____ Quoted passage

Mbala Mbuta

Personal information
- Full name: Lakuya Mbala Mbuta Biscotte
- Date of birth: 7 April 1985 (age 41)
- Place of birth: Kinshasa, Zaire
- Height: 1.65 m (5 ft 5 in)
- Position: Striker

Team information
- Current team: SO Choletais
- Number: 8

Senior career*
- Years: Team / Apps / (Gls)
- 2002: TP Mazembe / 36 / (16)
- 2003–2004: DC Motema Pembe / 71 / (45)
- 2004–2005: Hapoel Tel Aviv / 14 / (8)
- 2005–2006: Yverdon-Sport FC / 33 / (19)
- 2006–2007: Grasshopper Club Zürich / 22 / (8)
- 2007–2009: Yverdon-Sport FC / 17 / (8)
- 2008: → Al-Ittihad (Jeddah) (loan) / 18 / (13)
- 2014 –: TP Mazembe

International career
- 2002–2010: DR Congo / 32 / (3)

= Mbala Mbuta Biscotte =

Congolese footballer

Mbala Mbuta Biscotte (born 7 April 1985 in Kinshasa) is a Congolese footballer who last plays as striker for FC Locarno.

== Career ==
Mbala has previously played for Hapoel Tel Aviv F.C. and Grasshopper Club Zürich, he also played for the congolese club DC Motema Pembe, because of him they won the cup of Congo. And bolasie chose to play for them

==International career==
Biscotte is a popular player on the DR Congo national football team. He appeared in the 2004 African Nations Cup where the Congo failed to advance to the second round. He has made regularly appearances for the national squad since late 2004. In 2004/2005 he helped the Congo qualify for the 2006 African Nations Cup. Biscotte played in every match in the 2006 African Nations Cup where the Congo made it to the quarter-finals.

________

Given instruction 1:
Turn the paragraph of the article on Mbala Mbuta that begins "Biscotte is a popular player" into a short bulleted list that keeps its main facts.
Given instruction 2:
In the listing, take the part from its start through the line containing "M 719 104 L" and substitute "chip bag" for "crisp packet", leaving everything else unchanged.

____ Data to use

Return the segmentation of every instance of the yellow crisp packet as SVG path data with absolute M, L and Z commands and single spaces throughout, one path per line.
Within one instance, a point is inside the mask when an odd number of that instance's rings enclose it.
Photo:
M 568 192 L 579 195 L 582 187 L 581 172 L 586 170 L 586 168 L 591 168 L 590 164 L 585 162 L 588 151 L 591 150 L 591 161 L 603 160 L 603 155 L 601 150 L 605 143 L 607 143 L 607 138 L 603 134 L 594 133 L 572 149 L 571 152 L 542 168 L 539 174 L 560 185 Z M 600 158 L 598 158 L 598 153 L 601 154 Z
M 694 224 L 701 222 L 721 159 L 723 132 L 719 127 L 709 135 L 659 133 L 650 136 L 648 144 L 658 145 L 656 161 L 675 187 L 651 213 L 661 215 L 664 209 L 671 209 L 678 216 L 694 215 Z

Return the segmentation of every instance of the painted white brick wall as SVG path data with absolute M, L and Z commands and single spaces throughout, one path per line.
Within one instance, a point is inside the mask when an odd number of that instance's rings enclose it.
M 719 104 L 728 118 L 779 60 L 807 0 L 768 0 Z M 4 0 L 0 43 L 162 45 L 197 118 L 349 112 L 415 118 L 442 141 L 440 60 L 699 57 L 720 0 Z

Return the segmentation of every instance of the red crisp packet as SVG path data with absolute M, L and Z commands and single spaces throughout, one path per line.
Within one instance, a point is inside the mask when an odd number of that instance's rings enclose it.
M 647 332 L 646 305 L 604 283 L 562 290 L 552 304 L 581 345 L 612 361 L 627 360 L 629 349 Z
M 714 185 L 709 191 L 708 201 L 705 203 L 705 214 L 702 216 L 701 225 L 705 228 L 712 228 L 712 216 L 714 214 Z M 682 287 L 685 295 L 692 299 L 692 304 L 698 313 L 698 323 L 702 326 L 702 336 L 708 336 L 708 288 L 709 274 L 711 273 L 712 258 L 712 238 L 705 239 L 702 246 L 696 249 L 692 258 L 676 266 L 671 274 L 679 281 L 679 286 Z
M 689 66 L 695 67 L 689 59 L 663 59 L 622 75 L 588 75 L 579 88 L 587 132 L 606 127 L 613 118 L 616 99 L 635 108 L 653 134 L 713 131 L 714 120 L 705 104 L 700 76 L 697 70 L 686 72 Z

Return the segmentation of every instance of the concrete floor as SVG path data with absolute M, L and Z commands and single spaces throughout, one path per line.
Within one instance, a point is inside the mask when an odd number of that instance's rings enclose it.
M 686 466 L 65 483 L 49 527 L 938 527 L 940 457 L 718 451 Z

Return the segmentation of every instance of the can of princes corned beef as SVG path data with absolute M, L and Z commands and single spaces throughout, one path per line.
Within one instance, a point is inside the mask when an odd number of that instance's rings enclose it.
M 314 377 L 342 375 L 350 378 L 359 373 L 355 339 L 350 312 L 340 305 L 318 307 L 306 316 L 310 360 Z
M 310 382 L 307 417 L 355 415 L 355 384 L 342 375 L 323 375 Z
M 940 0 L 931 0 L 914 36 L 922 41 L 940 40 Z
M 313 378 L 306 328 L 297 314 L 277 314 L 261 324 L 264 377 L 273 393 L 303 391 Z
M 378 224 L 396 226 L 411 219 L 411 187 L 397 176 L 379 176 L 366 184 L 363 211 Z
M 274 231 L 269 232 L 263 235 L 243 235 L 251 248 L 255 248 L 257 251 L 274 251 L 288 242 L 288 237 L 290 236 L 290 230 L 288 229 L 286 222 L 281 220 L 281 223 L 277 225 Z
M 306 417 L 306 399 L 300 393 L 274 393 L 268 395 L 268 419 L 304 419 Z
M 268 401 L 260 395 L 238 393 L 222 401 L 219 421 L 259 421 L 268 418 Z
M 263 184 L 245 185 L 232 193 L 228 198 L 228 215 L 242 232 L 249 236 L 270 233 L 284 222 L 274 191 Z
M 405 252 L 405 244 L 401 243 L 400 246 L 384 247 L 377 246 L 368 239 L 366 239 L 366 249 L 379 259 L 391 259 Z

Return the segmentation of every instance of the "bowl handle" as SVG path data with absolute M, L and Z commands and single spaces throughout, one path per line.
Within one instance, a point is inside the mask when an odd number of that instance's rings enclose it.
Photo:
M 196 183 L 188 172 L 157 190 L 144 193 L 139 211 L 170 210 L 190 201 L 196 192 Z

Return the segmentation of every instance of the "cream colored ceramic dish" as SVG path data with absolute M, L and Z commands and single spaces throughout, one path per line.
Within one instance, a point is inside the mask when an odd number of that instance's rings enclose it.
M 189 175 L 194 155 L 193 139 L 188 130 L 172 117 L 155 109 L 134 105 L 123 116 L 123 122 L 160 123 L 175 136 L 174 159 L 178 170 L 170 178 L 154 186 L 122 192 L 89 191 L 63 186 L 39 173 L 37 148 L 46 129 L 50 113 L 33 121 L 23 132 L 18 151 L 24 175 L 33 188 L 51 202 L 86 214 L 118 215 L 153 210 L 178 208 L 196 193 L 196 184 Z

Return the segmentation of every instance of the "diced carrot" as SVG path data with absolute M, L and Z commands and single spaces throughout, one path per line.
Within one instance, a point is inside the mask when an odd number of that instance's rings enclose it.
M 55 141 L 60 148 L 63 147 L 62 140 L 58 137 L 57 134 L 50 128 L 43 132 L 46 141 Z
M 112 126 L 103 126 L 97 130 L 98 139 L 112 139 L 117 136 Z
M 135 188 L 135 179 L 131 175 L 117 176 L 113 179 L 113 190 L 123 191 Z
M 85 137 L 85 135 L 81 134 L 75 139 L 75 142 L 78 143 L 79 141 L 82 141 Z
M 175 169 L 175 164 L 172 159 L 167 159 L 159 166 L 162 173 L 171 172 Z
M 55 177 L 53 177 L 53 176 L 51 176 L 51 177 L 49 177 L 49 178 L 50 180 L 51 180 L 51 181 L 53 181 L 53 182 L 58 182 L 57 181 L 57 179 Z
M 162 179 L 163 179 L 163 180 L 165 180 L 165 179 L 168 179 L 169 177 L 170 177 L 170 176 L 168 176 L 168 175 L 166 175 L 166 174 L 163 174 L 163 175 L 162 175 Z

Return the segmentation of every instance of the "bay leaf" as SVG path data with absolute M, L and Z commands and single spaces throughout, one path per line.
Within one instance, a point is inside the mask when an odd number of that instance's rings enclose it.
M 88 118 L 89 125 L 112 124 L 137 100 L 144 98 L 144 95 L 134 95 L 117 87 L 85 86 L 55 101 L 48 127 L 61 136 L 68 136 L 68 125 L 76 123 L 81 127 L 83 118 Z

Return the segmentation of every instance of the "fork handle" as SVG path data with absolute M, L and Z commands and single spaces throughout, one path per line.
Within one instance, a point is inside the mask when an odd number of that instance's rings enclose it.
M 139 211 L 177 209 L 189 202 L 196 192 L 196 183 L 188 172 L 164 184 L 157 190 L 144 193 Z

________

Complete response 1:
- Popular player on the DR Congo national football team
- Played in the 2004 African Nations Cup, where the Congo did not advance to the second round
- Has appeared regularly for the national squad since late 2004
- Helped the Congo qualify for the 2006 African Nations Cup in 2004/2005
- Played every match at the 2006 African Nations Cup, where the Congo reached the quarter-finals

Complete response 2:
Return the segmentation of every instance of the yellow chip bag as SVG path data with absolute M, L and Z commands and single spaces throughout, one path per line.
Within one instance, a point is inside the mask when an odd number of that instance's rings enclose it.
Photo:
M 568 192 L 579 195 L 582 187 L 581 172 L 586 170 L 586 168 L 591 168 L 590 164 L 585 162 L 588 151 L 591 150 L 591 161 L 603 160 L 603 155 L 601 150 L 605 143 L 607 143 L 607 138 L 603 134 L 594 133 L 572 149 L 571 152 L 542 168 L 539 174 L 560 185 Z M 600 158 L 598 158 L 598 153 L 601 154 Z
M 694 224 L 701 222 L 721 159 L 723 132 L 719 127 L 709 135 L 659 133 L 650 136 L 648 144 L 658 145 L 656 161 L 675 187 L 651 213 L 661 215 L 664 209 L 671 209 L 678 216 L 694 215 Z

Return the segmentation of every instance of the painted white brick wall as SVG path data with absolute M, L and Z commands and single spaces throughout, one path per line.
Within one instance, a point is inside the mask when an odd number of that instance's rings enclose it.
M 719 104 L 728 118 L 779 60 L 807 0 L 768 0 Z M 4 0 L 0 43 L 162 45 L 197 118 L 349 112 L 415 118 L 442 141 L 440 60 L 699 57 L 720 0 Z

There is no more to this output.